(Items stored from a collection)
_ _ _
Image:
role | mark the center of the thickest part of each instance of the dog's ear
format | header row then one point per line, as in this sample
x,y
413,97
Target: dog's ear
_ _ _
## EXERCISE DETAILS
Copy out all of the data above line for line, without changing a single character.

## REPLY TO THE EXERCISE
Image:
role | mark the center of the thickest part of each instance of the dog's ear
format | header row then one point per line, as in this sample
x,y
413,97
Target: dog's ear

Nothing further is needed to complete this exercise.